READING TEXT:

Dr. Yu: Henry’s condition—as you said, Alternating Hemiplegia of Childhood—is a disorder in which mutations in a critical energy pump that is required for the brain to function properly cause neurons in the brain to intermittently lose the ability to function.
As a result, children with this condition have altered brain maturation and brain development. Their normal ability to achieve milestones like walking, running, learning to speak and learning social skills is, unfortunately, impaired.
On top of that, there are symptoms that they exhibit where parts of their brain temporarily stop working. It results in a very curious but very, very serious constellation of symptoms, where they can experience episodes of weakness or paralysis that might affect one side of the body at a time—hence the medical term “hemiplegia”—or even both sides of the body at once.
They can also have intermittent abnormal movements of the eyes, muscle stiffness and abnormal tone in their muscles that come and go in an arm, leg or torso. They can also have seizures.
Rath: When you’re developing ASOs for individual diseases, are they each their own individual mystery, or does the development of one ASO help lead to another one?
Dr. Yu: That’s an excellent question. This space that we’ve been working in over the last five years is really a frontier in medicine. It’s only in the last several years—the last five to 10 years—that the causes of some of these conditions, like Henry’s, are becoming known. It’s only in the last very few years—five years or less—that we’ve had tools like ASOs available that allow us to begin to try to treat them as such.
As a neurologist and a scientist, it’s a really special privilege to work in these early days because every effort on behalf of a disease like Henry’s has the opportunity to teach us about how well this method might work. Lessons learned from trying to develop this type of Lego building block — an ASO drug for AHC — have payoffs for other strategies to treat AHC, such as with other types of gene therapy. They also have payoffs for using ASOs to treat all sorts of other conditions beyond Henry’s and beyond AHC.
Rath: It kind of makes your head spin to think about this because what you’re doing as a neurogeneticist isn’t a new job, and the kind of things you’re doing was science fiction up until just a few years ago. Can you give us a sense of the scale of this? It seems like an amazing new age, like we’re getting these genetic treatments that we only ever heard about in science fiction.

SUPPLIED ENTRIES:
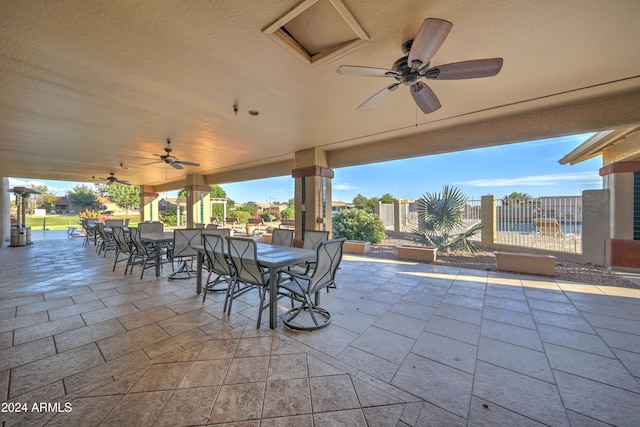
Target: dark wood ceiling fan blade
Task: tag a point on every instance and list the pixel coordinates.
(471, 69)
(431, 35)
(355, 70)
(424, 97)
(182, 162)
(379, 96)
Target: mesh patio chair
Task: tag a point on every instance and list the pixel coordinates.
(144, 255)
(182, 251)
(123, 247)
(106, 242)
(282, 237)
(89, 227)
(218, 264)
(151, 227)
(300, 287)
(312, 239)
(249, 274)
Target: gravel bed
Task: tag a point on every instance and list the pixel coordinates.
(485, 260)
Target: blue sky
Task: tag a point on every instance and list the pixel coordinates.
(528, 167)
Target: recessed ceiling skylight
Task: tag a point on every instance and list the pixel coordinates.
(316, 30)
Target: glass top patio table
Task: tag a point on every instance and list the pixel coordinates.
(274, 258)
(158, 239)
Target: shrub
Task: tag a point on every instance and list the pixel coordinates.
(243, 216)
(356, 224)
(270, 215)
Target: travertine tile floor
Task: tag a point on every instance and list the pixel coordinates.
(410, 345)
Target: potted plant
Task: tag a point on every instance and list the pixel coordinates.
(441, 223)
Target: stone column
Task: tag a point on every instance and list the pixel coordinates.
(312, 191)
(623, 247)
(148, 204)
(488, 217)
(198, 201)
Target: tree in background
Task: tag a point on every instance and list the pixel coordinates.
(45, 198)
(217, 209)
(441, 221)
(125, 196)
(83, 196)
(515, 197)
(289, 212)
(356, 224)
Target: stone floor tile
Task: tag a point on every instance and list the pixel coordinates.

WHAT TO DO:
[a] Which developmental milestones does the interview about Alternating Hemiplegia of Childhood name as impaired in children with the condition?
[b] Can you sum up the interview about Alternating Hemiplegia of Childhood in two sentences?
[c] Carry on the interview about Alternating Hemiplegia of Childhood from its last line.

RESULTS BY TASK:
[a] Walking, running, learning to speak, and learning social skills.

[b] Dr. Yu explains that in Alternating Hemiplegia of Childhood, mutations in an energy pump the brain needs cause neurons to intermittently lose function, which impairs development and produces episodes of paralysis, abnormal eye movements, muscle stiffness and seizures. He adds that using tools like ASOs for such conditions is a frontier in medicine, and that lessons from developing an ASO for AHC pay off for other AHC treatments and for other conditions.

[c]
Dr. Yu: It really is, with the necessary caveat, of course, that we’re on the cusp of really amazing things, but we’re not quite there yet.
I’ll share a little story. This work that we’re doing right now to try and develop some of the first treatments for these pediatric neurology conditions has the potential to be a huge game changer. My mother, actually, was a hematologist oncologist. I remember growing up, I used to go attend her clinic at [University of California] San Diego, where she would treat young kids around my age who had a variety of different sorts of childhood cancers.
I remember that she told me—after one visit to the clinic and seeing lots of kids in hospital gowns with IV pulls, many of them missing their hair because of chemotherapy—that, sadly, about half of the children she treated with these most serious conditions ultimately didn’t make it.
I remember asking her, “Mom, why do you do this work? Isn’t it depressing to work with a population where you lose half of your patients?” She turned to me and said, “Well, the reason I do this is because when I started this work two decades ago, 90% of them passed away, and now we’re able to save half of them.”
That story reminds me a lot of where we hope to be in our field in, hopefully, fewer than 20 years, but it feels like that change is possible now with these tools. We’re just at the very beginning where these conditions, many of which are very, very serious and can lead to death, we now have options available to us. With effort, lots of hard work and with really brave families like Henry’s and others with his condition as our partners, I think we have a chance to begin to bend that curve.